The overall approach of this thesis is to investigate different abstractions of robotic mapping data that yield invariance to the heterogeneities of ground and aerial robots. We formulate the challenge of localization as a feature matching problem. The first contribution is focused on localizing between Vision and LiDAR data. Here, we propose an abstraction towards one of the data. Since localizing in 3D data is more view-point invariant than image data, our choice is to represent the data towards the LiDAR, i.e., as 3D point-clouds. We therefore propose to either perform a dense reconstruction from the vision data, or use sparse direct key-point mapping. The main challenge is then to bridge the different sampling characteristics of the data by a suitable data description. We find that 3D descriptors can be a promising avenue for the localization between the data. While established 3D descriptors can give good performance on matching between LiDAR and densely reconstructed data, they suffer when using sparse 3D key-point data from VI mapping. Inspired by successful invariant 2D image descriptors, we thus transfer their working principle to 3D space, and propose a novel descriptor based on binary density-comparisons of 3D points. Our experiments show that the descriptor works well for the challenge of localizing between Vision and LiDAR data.

## MATERIAL PROVIDED
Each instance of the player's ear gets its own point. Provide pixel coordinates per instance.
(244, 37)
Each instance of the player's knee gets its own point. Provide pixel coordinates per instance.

## DESCRIPTION OF THE TASK
In the thesis abstract, what is the proposed novel descriptor based on?

## OUTPUT OF THE TASK
It is based on binary density-comparisons of 3D points.